PROBLEM DESCRIPTION
In the entries below, filter for the word "dustbin" and copy every matching line.

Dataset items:
=== Section Start ===

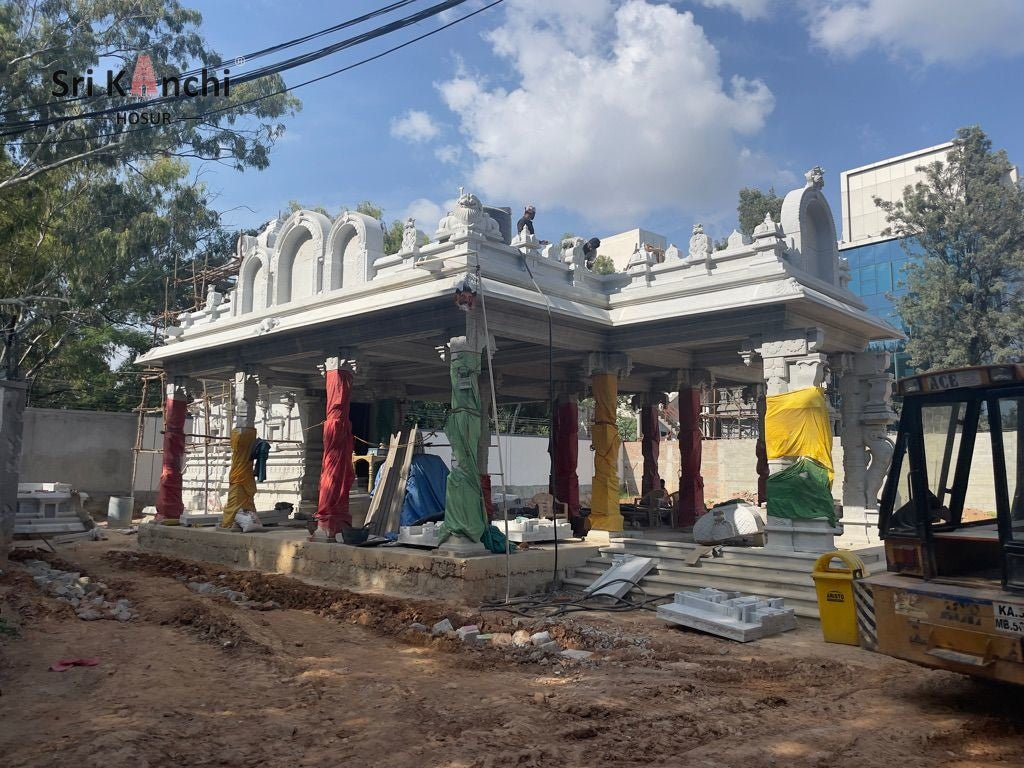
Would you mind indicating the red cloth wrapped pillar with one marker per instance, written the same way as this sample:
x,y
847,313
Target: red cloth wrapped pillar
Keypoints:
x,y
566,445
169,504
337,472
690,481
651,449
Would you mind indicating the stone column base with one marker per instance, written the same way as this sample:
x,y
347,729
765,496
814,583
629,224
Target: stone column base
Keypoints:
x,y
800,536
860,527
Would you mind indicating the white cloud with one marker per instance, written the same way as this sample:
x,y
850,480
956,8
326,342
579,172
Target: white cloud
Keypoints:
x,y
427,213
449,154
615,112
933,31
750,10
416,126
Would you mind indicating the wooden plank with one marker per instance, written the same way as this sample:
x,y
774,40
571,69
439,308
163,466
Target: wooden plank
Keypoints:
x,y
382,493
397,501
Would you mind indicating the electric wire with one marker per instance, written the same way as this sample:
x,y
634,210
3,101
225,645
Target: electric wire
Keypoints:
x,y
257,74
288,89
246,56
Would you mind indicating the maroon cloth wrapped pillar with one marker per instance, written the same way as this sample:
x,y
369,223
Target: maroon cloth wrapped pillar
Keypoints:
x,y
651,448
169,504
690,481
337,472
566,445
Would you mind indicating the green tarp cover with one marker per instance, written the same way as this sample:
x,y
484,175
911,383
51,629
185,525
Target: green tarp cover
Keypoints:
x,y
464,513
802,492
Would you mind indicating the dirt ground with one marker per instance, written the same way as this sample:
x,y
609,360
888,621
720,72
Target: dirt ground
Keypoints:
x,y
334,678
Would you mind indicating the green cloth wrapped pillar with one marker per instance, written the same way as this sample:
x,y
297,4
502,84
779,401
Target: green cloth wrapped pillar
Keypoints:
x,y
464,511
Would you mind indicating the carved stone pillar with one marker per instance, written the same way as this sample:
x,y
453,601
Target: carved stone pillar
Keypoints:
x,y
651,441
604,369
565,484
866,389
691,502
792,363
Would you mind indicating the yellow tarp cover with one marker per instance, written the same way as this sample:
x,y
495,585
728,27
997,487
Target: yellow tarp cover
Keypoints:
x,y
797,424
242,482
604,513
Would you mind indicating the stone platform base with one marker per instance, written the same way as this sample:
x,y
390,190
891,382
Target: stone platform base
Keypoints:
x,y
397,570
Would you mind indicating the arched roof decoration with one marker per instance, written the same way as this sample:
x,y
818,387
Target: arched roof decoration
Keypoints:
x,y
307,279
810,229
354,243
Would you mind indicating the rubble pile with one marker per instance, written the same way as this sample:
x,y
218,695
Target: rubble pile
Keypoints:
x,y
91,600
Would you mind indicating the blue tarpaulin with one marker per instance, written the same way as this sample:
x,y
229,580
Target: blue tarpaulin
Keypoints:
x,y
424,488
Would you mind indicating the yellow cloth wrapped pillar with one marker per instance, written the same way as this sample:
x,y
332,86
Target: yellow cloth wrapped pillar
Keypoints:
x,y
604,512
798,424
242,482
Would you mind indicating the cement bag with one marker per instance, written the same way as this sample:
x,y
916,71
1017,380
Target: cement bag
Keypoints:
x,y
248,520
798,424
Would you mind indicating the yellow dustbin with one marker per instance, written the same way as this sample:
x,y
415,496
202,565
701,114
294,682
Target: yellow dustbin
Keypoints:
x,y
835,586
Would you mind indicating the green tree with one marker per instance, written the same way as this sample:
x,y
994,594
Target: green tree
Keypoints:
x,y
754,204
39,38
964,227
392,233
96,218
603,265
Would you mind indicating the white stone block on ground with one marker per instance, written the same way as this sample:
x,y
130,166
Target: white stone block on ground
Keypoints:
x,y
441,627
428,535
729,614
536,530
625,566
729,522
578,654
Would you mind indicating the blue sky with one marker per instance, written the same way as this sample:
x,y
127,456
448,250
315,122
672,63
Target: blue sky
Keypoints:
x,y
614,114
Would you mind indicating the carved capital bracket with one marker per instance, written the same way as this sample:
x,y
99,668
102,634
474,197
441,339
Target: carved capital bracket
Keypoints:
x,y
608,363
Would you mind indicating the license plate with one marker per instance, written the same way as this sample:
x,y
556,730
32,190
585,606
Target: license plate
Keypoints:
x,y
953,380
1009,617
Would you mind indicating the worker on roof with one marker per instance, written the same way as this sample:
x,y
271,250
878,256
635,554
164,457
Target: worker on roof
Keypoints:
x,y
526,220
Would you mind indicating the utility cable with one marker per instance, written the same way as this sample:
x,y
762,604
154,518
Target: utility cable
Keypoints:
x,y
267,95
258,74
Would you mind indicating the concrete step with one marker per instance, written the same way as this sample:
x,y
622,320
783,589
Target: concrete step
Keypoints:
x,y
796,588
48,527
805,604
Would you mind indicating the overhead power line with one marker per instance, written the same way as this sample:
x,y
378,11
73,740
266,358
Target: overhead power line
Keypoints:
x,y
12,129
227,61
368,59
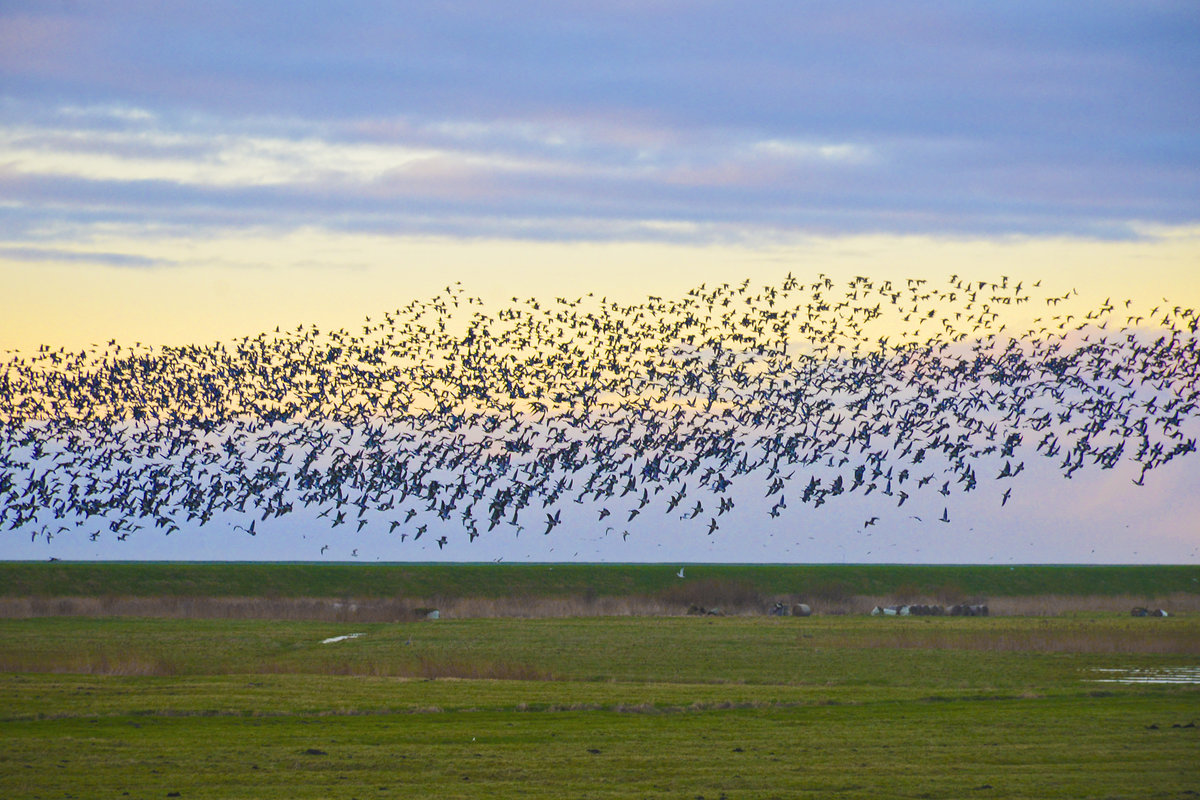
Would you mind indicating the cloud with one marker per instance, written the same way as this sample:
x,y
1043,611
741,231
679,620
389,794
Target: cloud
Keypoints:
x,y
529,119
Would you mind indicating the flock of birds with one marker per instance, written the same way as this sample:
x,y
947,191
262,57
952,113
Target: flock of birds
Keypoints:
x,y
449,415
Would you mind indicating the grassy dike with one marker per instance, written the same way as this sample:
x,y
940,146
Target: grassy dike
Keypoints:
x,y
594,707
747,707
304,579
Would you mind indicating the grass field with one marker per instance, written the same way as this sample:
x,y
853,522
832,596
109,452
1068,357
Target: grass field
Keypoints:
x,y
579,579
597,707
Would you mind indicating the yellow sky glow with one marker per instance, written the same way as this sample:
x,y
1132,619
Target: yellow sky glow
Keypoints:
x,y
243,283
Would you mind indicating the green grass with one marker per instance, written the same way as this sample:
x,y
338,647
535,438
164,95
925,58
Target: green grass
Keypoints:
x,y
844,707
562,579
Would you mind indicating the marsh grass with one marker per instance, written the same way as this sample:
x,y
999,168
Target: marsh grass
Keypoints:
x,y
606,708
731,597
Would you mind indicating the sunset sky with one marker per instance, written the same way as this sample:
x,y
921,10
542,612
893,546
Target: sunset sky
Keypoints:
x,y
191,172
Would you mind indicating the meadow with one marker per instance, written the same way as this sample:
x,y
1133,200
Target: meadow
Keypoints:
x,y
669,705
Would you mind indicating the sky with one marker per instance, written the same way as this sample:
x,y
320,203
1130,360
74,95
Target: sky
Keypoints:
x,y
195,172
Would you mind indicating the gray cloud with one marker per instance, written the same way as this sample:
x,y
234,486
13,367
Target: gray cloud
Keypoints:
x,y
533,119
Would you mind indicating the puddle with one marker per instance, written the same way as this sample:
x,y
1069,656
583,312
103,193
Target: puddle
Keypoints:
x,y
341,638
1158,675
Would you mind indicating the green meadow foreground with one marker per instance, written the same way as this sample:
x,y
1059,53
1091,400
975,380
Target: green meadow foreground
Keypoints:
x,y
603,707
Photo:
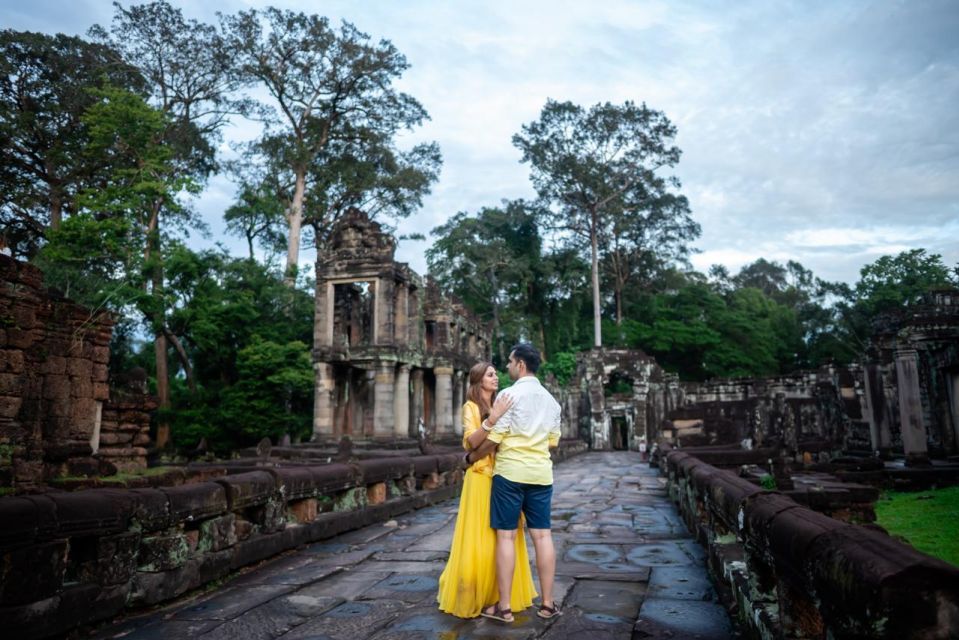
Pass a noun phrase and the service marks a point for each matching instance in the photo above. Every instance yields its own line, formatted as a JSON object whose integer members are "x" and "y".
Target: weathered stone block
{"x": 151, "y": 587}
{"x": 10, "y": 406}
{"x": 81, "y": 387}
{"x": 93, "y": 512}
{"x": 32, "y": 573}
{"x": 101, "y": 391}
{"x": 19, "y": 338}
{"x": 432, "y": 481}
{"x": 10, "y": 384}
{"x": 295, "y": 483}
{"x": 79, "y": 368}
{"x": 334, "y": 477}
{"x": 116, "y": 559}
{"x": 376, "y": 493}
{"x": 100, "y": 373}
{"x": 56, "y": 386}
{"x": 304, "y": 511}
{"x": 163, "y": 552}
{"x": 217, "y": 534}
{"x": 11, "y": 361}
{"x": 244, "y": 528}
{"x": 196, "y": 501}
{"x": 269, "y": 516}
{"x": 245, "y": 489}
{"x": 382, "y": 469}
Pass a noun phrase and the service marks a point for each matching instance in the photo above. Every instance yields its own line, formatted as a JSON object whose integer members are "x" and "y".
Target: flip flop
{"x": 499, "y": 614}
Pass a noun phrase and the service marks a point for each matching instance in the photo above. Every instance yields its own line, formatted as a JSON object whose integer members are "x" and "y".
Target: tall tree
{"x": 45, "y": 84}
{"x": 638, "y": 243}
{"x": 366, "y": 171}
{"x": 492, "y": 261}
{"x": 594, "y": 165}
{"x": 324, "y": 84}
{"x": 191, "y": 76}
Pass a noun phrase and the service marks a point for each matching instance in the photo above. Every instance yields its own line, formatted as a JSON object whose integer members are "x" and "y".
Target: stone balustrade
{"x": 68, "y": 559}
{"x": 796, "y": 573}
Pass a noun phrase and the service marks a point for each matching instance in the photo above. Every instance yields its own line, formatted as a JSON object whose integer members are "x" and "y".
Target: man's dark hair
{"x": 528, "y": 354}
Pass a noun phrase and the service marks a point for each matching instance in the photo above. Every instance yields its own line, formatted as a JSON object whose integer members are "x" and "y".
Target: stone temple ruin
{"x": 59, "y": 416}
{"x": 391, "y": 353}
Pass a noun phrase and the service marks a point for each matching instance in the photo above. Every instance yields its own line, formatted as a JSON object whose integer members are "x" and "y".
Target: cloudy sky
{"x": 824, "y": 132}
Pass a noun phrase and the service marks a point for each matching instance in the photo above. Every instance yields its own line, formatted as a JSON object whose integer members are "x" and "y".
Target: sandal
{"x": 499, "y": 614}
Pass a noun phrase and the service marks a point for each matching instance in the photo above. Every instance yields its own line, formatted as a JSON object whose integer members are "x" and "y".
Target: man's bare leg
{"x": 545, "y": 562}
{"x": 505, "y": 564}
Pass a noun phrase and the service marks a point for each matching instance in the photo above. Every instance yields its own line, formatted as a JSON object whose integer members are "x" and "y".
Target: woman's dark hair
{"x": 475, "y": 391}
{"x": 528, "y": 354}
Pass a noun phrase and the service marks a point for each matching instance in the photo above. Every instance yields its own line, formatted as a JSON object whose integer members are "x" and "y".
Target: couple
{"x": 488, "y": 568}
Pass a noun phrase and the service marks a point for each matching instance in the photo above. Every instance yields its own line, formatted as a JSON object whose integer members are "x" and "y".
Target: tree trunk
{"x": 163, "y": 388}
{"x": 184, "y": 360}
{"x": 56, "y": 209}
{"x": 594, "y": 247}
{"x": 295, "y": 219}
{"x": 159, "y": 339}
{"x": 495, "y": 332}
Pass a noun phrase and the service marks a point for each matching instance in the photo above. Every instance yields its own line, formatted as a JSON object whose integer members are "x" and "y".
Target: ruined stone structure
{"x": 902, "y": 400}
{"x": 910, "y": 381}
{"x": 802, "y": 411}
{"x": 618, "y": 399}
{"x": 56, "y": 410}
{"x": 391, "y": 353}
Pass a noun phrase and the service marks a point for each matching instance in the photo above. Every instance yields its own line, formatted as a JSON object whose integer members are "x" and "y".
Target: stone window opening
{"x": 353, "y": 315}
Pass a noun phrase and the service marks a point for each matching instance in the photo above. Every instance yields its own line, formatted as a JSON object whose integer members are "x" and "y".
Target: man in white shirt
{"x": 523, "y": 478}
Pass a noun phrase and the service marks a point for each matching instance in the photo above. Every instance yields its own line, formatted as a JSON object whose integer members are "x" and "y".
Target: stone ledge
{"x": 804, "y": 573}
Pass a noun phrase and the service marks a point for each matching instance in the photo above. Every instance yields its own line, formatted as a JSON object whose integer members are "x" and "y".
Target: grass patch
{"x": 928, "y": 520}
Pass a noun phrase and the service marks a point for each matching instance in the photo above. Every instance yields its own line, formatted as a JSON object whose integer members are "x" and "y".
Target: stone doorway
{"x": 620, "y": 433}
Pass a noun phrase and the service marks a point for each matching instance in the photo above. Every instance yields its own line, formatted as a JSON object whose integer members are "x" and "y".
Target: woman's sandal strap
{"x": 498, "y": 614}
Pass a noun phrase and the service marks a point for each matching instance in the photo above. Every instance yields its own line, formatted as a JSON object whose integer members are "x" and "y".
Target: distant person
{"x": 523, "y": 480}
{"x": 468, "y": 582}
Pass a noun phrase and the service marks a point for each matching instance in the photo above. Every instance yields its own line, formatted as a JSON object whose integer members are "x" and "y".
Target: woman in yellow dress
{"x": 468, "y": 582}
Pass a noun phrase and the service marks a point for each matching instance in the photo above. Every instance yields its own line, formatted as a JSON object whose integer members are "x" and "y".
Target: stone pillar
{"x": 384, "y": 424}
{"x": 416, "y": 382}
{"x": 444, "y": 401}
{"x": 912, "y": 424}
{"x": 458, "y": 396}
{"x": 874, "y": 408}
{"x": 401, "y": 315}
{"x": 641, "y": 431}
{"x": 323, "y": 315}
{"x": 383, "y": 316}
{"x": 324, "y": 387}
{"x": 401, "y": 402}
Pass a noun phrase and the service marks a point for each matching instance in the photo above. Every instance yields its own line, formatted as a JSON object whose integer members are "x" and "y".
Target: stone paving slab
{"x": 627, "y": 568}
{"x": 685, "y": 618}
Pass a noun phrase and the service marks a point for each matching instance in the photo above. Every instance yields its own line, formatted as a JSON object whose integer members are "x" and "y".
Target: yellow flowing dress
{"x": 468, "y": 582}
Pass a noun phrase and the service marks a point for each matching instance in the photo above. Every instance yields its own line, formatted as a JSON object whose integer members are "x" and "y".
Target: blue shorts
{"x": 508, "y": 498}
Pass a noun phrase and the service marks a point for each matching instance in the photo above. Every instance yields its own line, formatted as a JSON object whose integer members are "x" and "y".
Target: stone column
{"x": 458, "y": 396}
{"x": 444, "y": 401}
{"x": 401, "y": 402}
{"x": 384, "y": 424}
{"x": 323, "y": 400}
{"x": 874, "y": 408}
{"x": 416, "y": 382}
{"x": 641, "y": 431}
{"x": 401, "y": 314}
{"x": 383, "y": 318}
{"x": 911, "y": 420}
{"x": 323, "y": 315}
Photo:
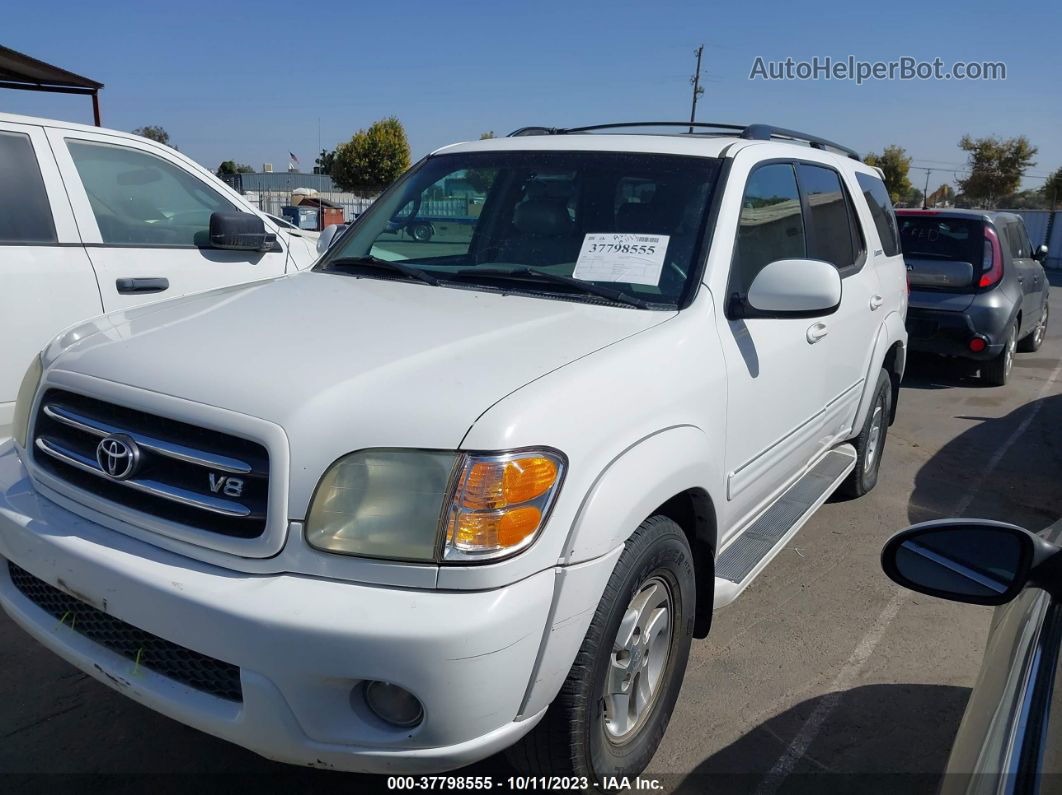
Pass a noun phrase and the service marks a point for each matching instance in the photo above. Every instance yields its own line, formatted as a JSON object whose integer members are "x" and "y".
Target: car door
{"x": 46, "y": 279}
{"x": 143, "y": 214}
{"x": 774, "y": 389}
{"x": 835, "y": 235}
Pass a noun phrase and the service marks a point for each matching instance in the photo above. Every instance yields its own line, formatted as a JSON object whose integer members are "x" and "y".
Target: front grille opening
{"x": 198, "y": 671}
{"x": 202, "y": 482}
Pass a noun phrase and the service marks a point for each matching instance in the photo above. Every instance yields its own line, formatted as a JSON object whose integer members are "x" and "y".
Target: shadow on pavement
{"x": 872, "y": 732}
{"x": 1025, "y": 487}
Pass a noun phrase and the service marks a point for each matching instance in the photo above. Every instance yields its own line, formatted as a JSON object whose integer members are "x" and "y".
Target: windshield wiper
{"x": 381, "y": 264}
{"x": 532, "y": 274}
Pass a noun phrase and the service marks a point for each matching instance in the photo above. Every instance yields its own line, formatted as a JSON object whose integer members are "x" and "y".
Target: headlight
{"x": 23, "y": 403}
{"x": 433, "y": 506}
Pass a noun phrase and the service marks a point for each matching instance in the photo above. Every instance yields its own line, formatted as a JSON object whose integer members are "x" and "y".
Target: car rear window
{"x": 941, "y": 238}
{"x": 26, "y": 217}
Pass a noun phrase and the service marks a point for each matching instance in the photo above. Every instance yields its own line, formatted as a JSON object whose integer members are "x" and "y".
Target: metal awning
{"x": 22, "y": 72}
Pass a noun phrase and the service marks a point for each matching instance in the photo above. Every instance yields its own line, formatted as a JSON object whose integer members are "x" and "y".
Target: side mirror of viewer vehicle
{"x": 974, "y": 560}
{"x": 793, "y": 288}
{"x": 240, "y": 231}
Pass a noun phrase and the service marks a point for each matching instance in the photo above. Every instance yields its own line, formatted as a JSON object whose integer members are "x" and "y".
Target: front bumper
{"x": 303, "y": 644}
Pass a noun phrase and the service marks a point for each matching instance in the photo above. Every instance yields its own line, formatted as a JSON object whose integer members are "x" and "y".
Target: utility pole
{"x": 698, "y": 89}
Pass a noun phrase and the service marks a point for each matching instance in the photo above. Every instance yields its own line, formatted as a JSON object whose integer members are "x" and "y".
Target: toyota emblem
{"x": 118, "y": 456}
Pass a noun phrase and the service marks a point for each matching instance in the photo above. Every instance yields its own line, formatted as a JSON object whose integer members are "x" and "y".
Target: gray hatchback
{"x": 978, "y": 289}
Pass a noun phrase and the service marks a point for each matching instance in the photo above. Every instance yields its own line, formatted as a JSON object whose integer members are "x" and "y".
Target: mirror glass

=== Section End ===

EXERCISE RESULT
Would you mind indicating the yellow dustbin with one marker per instance, written the same way as this sample:
Target: yellow dustbin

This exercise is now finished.